Information supplied
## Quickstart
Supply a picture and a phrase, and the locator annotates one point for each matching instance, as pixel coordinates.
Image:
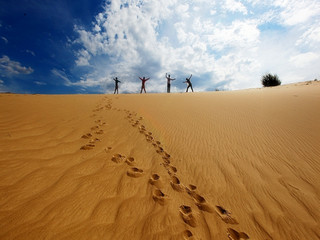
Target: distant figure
(168, 82)
(116, 87)
(189, 83)
(143, 87)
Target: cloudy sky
(67, 46)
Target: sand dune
(219, 165)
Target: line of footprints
(158, 196)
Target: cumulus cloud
(149, 38)
(9, 67)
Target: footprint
(159, 197)
(117, 158)
(87, 147)
(86, 136)
(234, 235)
(149, 138)
(172, 170)
(135, 172)
(130, 161)
(187, 234)
(94, 140)
(155, 180)
(226, 215)
(200, 202)
(187, 216)
(166, 155)
(108, 149)
(160, 150)
(175, 184)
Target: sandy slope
(219, 165)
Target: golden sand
(217, 165)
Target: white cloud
(235, 6)
(297, 12)
(9, 67)
(149, 38)
(62, 75)
(304, 59)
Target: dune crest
(219, 165)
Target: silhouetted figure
(189, 83)
(168, 82)
(143, 86)
(116, 87)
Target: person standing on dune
(116, 87)
(143, 87)
(168, 82)
(189, 83)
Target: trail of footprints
(186, 212)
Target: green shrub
(269, 80)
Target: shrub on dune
(269, 80)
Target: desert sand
(216, 165)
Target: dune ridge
(220, 165)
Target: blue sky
(66, 46)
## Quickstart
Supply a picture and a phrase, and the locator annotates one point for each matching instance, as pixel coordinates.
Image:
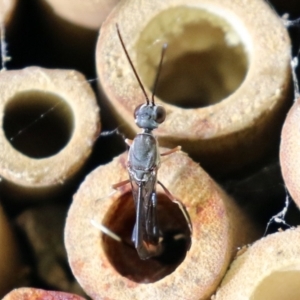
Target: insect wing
(145, 234)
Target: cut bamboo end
(88, 14)
(10, 261)
(224, 82)
(7, 8)
(49, 122)
(39, 294)
(289, 152)
(269, 269)
(107, 269)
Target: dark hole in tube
(38, 124)
(121, 218)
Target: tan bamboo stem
(39, 294)
(224, 82)
(269, 269)
(110, 270)
(88, 14)
(289, 152)
(33, 158)
(10, 263)
(6, 10)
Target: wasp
(142, 165)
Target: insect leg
(128, 142)
(180, 205)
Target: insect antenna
(163, 51)
(132, 66)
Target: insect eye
(160, 114)
(136, 111)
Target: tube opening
(38, 124)
(280, 285)
(123, 256)
(205, 62)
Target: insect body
(143, 164)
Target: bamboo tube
(39, 294)
(289, 152)
(88, 14)
(269, 269)
(7, 8)
(107, 269)
(224, 82)
(42, 227)
(10, 263)
(50, 120)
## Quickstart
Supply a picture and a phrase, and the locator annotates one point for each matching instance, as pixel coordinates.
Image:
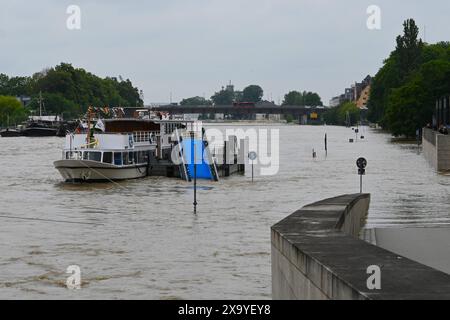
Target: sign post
(252, 156)
(362, 164)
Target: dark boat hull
(10, 133)
(39, 132)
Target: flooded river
(141, 240)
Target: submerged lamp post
(195, 172)
(362, 164)
(252, 156)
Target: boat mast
(88, 138)
(40, 105)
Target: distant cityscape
(358, 93)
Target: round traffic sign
(361, 163)
(252, 155)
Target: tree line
(254, 94)
(412, 78)
(69, 91)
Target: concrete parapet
(316, 255)
(436, 149)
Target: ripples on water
(140, 239)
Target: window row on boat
(117, 158)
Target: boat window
(118, 158)
(141, 157)
(107, 157)
(73, 155)
(125, 158)
(95, 156)
(131, 157)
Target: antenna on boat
(40, 104)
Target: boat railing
(144, 136)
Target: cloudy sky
(193, 47)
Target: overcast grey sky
(193, 47)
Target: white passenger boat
(121, 151)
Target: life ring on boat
(92, 144)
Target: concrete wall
(436, 149)
(316, 255)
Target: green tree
(223, 98)
(411, 106)
(340, 115)
(296, 98)
(396, 69)
(292, 98)
(252, 93)
(11, 111)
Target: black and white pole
(252, 156)
(195, 171)
(362, 164)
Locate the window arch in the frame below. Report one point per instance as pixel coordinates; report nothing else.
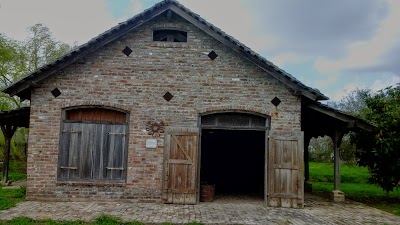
(93, 144)
(170, 35)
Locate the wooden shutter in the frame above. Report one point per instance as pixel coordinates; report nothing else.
(116, 148)
(285, 173)
(70, 145)
(180, 165)
(93, 151)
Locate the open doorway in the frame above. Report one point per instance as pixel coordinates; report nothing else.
(234, 161)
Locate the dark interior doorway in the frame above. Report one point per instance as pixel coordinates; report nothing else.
(233, 160)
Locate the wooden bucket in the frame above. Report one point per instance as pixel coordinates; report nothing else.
(207, 192)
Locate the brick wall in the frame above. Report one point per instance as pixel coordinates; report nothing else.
(137, 84)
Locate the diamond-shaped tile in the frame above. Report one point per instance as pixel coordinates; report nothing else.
(168, 96)
(56, 92)
(127, 51)
(276, 101)
(212, 55)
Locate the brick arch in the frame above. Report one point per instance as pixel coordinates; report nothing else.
(239, 109)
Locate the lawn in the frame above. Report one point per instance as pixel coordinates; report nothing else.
(101, 220)
(354, 183)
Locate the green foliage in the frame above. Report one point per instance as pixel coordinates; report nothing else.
(354, 103)
(355, 185)
(41, 48)
(107, 220)
(321, 150)
(11, 67)
(379, 150)
(10, 197)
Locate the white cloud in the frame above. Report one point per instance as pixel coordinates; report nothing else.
(339, 94)
(285, 58)
(368, 53)
(137, 7)
(383, 83)
(69, 21)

Exercise goal
Extract the full listing exactly, with the pictures left out.

Exercise output
## Quickstart
Supply a picture and a phrase, and the locator annotates one point for each matching instance, as pixel coordinates.
Image:
Target: distant figure
(168, 82)
(116, 87)
(189, 83)
(143, 87)
Target: cloudy sky
(67, 46)
Target: sand dune
(219, 165)
Target: line of footprints
(158, 196)
Target: cumulus cloud
(149, 38)
(9, 67)
Target: footprint
(159, 197)
(117, 158)
(87, 147)
(86, 136)
(234, 235)
(149, 138)
(172, 170)
(135, 172)
(130, 161)
(187, 234)
(94, 140)
(155, 180)
(226, 215)
(200, 202)
(187, 216)
(166, 155)
(108, 149)
(160, 150)
(175, 184)
Target: sandy slope
(219, 165)
Target: golden sand
(217, 165)
Target: white cloud
(235, 6)
(297, 12)
(9, 67)
(149, 38)
(62, 75)
(304, 59)
Target: dune crest
(219, 165)
Target: silhouetted figure
(189, 83)
(168, 82)
(143, 86)
(116, 87)
Target: person standing on dune
(116, 87)
(143, 87)
(168, 82)
(189, 83)
Target: trail of footprints
(186, 212)
Target: green shrub
(269, 80)
Target: shrub on dune
(269, 80)
Target: desert sand
(216, 165)
Target: dune ridge
(220, 165)
Target: blue sky
(66, 46)
## Quickstart
Supply a picture and a phrase, and the locator annotates one point for each matching instance, as pixel coordinates.
Image:
Target: insect wing
(145, 234)
Target: cut bamboo end
(88, 14)
(10, 261)
(224, 82)
(7, 8)
(49, 122)
(39, 294)
(289, 152)
(269, 269)
(107, 269)
Target: dark hole in tube
(38, 124)
(121, 218)
Target: tan bamboo stem
(39, 294)
(224, 82)
(269, 269)
(110, 270)
(88, 14)
(289, 152)
(33, 158)
(10, 263)
(6, 10)
Target: wasp
(142, 165)
Target: insect leg
(128, 142)
(180, 205)
Target: insect antenna
(163, 51)
(132, 66)
Target: insect eye
(160, 114)
(136, 111)
Target: tube opening
(38, 124)
(280, 285)
(123, 256)
(205, 62)
Target: insect body
(143, 164)
Target: bamboo tube
(39, 294)
(289, 152)
(88, 14)
(269, 269)
(7, 8)
(107, 269)
(224, 82)
(42, 227)
(10, 263)
(50, 120)
## Quickstart
Supply a picture and a phrase, and the locator annotates one point for each matching instance, as pixel coordinates.
Image:
Target: sign post
(252, 156)
(362, 164)
Target: dark boat hull
(10, 133)
(39, 132)
Target: flooded river
(141, 240)
Target: submerged lamp post
(195, 172)
(362, 164)
(252, 156)
Target: boat mast
(88, 138)
(40, 105)
Target: distant cityscape
(358, 93)
Target: round traffic sign
(361, 163)
(252, 155)
Target: tree line
(254, 94)
(412, 78)
(69, 91)
Target: concrete parapet
(316, 255)
(436, 149)
Target: ripples on water
(140, 239)
Target: window row on boat
(117, 158)
Target: boat window
(118, 158)
(141, 157)
(107, 157)
(73, 155)
(125, 158)
(95, 156)
(131, 157)
Target: antenna on boat
(40, 104)
Target: boat railing
(144, 136)
Target: cloudy sky
(193, 47)
Target: overcast grey sky
(193, 47)
Target: white passenger boat
(121, 151)
Target: life ring on boat
(92, 144)
Target: concrete wall
(436, 149)
(316, 255)
Target: green tree
(223, 98)
(411, 106)
(340, 115)
(296, 98)
(396, 69)
(292, 98)
(252, 93)
(11, 111)
Target: black and white pole
(252, 156)
(195, 171)
(362, 164)
Locate the window arch in the frame below. Report one point per instance as pixel coordinates; report nothing else.
(93, 144)
(170, 35)
Locate the wooden shutter in the frame above. Report one point per instance as pixel coordinates; report nothing else.
(116, 148)
(285, 173)
(70, 145)
(180, 165)
(93, 151)
Locate the open doorway in the frame above. Report one point per instance as pixel coordinates; report nothing else.
(234, 161)
Locate the dark interior doorway in the frame above. Report one point per instance as pixel coordinates; report nothing else.
(233, 160)
Locate the wooden bucket in the frame above. Report one point per instance as pixel coordinates; report nothing else.
(207, 192)
Locate the brick wall in the frame above. Report one point per instance as pixel coordinates; report nothing else.
(137, 84)
Locate the diamond-shaped tile in the frame above. Report one point per instance as pixel coordinates; report nothing else.
(168, 96)
(56, 92)
(127, 51)
(276, 101)
(212, 55)
Locate the brick arch in the frame above. Report one point per instance as pixel coordinates; report nothing else.
(239, 109)
Locate the lawn in the frame above. Report one point per instance as pixel coordinates; report nothing else.
(101, 220)
(354, 183)
Locate the green foliage in the frame above. Report one point per instance as pixel coordinates; report nothing else.
(354, 103)
(355, 185)
(41, 48)
(107, 220)
(321, 150)
(11, 67)
(379, 150)
(10, 197)
Locate the white cloud in the frame above. Report one point per instance as pixel coordinates; report nothing else.
(339, 94)
(285, 58)
(368, 53)
(137, 7)
(383, 83)
(69, 21)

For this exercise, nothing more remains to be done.